[Start MATERIALS PROVIDED]

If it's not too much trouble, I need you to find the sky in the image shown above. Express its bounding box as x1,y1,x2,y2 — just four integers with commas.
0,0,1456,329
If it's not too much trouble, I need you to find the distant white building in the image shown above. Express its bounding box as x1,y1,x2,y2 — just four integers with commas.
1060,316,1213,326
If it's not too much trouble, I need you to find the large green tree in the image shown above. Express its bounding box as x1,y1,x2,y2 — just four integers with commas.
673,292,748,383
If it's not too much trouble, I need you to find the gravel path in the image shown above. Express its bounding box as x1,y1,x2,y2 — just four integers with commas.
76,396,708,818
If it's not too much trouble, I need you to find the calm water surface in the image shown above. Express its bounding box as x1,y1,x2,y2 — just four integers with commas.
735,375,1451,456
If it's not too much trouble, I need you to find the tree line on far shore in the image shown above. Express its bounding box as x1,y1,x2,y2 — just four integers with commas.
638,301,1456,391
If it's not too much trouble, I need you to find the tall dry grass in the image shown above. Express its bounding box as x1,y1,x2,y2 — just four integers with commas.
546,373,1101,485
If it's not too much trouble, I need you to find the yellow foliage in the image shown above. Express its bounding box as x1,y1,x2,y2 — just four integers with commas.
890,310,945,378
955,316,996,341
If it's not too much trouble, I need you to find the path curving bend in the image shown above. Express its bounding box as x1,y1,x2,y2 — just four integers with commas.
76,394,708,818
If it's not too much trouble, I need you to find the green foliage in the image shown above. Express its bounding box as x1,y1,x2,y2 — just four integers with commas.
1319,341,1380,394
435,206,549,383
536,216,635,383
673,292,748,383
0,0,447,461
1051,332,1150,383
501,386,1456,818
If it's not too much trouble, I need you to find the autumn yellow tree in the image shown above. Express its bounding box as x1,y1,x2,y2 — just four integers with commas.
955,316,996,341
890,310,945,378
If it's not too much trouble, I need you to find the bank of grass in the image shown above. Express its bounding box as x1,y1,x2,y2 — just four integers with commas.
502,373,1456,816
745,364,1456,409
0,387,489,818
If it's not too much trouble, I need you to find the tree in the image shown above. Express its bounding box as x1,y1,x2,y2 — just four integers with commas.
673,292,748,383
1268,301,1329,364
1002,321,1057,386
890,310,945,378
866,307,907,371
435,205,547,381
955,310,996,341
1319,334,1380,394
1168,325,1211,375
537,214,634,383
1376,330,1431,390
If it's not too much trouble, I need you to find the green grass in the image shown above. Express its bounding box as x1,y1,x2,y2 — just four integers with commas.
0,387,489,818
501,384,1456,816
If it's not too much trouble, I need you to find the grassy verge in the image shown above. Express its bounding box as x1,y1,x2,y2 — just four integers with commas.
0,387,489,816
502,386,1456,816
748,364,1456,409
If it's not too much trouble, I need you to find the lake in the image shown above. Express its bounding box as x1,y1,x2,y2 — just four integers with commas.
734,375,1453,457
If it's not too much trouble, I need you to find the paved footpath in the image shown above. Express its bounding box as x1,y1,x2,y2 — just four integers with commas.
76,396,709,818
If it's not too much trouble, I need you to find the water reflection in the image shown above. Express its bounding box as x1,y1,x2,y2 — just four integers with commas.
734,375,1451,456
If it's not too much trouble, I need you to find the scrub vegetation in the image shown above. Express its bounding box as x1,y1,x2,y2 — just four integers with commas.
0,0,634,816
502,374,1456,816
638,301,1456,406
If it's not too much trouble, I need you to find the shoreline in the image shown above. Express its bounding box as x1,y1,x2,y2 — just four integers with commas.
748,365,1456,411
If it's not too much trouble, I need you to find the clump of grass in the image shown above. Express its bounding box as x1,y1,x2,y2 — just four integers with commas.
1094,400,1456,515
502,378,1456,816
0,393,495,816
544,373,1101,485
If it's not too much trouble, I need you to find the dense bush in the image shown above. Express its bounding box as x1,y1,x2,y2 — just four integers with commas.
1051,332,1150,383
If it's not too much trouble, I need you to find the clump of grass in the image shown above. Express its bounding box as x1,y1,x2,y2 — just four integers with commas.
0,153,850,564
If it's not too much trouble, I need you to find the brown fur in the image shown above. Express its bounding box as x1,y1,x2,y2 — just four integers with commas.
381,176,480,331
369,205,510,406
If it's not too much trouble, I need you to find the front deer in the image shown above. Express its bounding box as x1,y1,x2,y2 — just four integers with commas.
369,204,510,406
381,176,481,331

[End MATERIALS PROVIDED]

REQUIREMENTS: Duplicate the records above word for word, beginning at the line that contains "find the large" and stopping after the line that contains "735,375,1451,456".

RESPONSE TO THE TASK:
If it's not too much trouble, I need you to find the large green tree in the image shown above. Express its bounding box as x1,y1,x2,y2 — just four integers with commas.
673,292,748,383
If it's not too much trouble, I need you to find the gravel path in the image shown above. Express its bounding box as x1,y1,x2,y2 — just four integers with commas.
76,396,708,818
If it's not too much trouble, I need you to find the calm water surface in the image shown above. Express its bounding box as x1,y1,x2,y2 — just four integers with commas.
735,375,1451,456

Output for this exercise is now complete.